## READING PASSAGE
-------

RALEIGH, N.C. — The state auditor calls a report released Tuesday the most damaging ever to come out of his office.
Investigators believe one of North Carolina's largest agencies misspent more than $400 million in taxpayer money.
Hundreds of millions in Medicaid money rolls into North Carolina hospitals to compensate for patients who cannot pay through the the Disproportionate Share Hospital program, or DSH.
State Auditor Ralph Campbell believes it needs emergency attention.
"This was clearly a scheme" Campbell said.
A 21-page state audit released Tuesday slams the state Department of Health and Human Services (DHHS) for failing to properly track billions of dollars in the program.
Auditors say millions went to ineligible hospitals, like Durham Regional.
Investigators found conflicts of interest because the state agency allowed Carolinas Medical Center in Mecklenburg County and a few other hospitals to control where the federal money goes.
"We're talking about allowing the vendor to essentially operate a program from which it benefits," Deputy Auditor Wesley Ray said.
The audit shows Carolinas Medical Center received 18 percent of the DSH money. The medical center and five other hospitals that have a legal relationship enjoyed nearly half of the funds.
Campbell says DHHS should be held accountable from the top down.
"Of real concern to us was an attitude that obviously existed in the division for several years that it could do whatever it wanted regardless of federal rules and regulations," Campbell said.
The department is already firing back with its own criticism. DHHS maintains the current administration inherited the mess and started working to fix the management issues before the audit started.
"There were clearly very substantial problems that date back to at least 1996," DHHS spokeswoman Debbie Crane said. "It would have been nice if the Auditor's Office had discovered this years ago. I understand he said this is something unusual that he has seen in his years. The same auditor for 10 years has been auditing this program and never found a problem -- only found the problem after first, we found it, and secondly, the news media publicized it."
Campbell's office runs random yearly audits on every state agency, but did not delve into this program until last year.
"We do not uncover every scheme in every finding in every audit," Campbell said.
The DHHS is currently in negotiations in hopes that hospitals will not have to pay back the millions in misspent money.
Campbell says he has turned over his department's findings to the U.S. attorney and the State Bureau of Investigation.
DHHS Secretary Carmen Hooker Odom was appointed by Gov. Mike Easley in 2001. Easley's office released a statement saying the governor has full confidence in the secretary.
The Medicaid program in question was in place before Odom took office, but this is not her first dealing with Carolinas Medical Center.
She worked for Carolinas in the late 1990s as vice president for government relations. Her husband, former legislator Fountain Odom, serves on Carolinas board of directors.

-------

## RECORDS PROVIDED

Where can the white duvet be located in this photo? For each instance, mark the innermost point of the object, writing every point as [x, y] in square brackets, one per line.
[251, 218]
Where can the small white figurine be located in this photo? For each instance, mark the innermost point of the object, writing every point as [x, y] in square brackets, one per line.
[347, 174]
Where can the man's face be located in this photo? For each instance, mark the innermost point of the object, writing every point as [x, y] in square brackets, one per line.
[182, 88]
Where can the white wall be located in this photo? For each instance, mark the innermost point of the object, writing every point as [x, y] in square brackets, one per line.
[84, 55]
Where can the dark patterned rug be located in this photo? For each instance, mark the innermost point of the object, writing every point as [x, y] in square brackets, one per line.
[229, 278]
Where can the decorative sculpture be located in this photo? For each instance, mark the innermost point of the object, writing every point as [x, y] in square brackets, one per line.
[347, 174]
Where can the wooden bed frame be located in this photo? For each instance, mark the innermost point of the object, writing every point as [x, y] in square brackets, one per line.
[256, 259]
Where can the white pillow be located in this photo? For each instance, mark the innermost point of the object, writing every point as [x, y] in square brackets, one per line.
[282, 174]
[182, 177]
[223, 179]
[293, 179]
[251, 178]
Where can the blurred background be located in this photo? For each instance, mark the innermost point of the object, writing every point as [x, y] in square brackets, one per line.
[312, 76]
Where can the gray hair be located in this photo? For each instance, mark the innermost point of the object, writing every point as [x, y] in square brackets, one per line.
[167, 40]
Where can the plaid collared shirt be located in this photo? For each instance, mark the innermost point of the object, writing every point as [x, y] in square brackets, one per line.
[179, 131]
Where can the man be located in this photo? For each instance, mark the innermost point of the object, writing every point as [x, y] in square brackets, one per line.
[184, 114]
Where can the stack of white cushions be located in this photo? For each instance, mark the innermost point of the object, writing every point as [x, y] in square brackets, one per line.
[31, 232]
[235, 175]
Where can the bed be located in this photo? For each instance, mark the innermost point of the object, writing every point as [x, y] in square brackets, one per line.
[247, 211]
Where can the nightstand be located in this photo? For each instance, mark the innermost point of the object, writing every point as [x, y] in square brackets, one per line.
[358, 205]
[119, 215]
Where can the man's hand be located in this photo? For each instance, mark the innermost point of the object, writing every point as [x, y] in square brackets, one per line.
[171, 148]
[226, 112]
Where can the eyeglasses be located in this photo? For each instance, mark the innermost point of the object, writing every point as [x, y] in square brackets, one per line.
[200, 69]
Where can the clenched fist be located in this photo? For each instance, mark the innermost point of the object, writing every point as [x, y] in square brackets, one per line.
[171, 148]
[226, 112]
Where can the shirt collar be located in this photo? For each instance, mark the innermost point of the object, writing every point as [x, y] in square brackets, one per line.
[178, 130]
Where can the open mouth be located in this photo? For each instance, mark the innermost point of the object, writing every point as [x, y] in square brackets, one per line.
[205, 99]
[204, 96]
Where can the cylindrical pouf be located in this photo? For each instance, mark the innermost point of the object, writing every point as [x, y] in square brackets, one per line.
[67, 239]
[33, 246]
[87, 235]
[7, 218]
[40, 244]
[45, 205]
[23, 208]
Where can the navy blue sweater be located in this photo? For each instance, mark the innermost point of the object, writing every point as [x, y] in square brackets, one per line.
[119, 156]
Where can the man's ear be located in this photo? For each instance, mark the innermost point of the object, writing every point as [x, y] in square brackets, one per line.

-------

## TASK OBJECTIVE
Edit the part of the news article on the North Carolina Medicaid audit that begins with the words "Investigators believe one" and ends with "in the program." so that "public funds" replaces "taxpayer money", and give that part in full.

## EXPECTED ANSWER
Investigators believe one of North Carolina's largest agencies misspent more than $400 million in public funds.
Hundreds of millions in Medicaid money rolls into North Carolina hospitals to compensate for patients who cannot pay through the the Disproportionate Share Hospital program, or DSH.
State Auditor Ralph Campbell believes it needs emergency attention.
"This was clearly a scheme" Campbell said.
A 21-page state audit released Tuesday slams the state Department of Health and Human Services (DHHS) for failing to properly track billions of dollars in the program.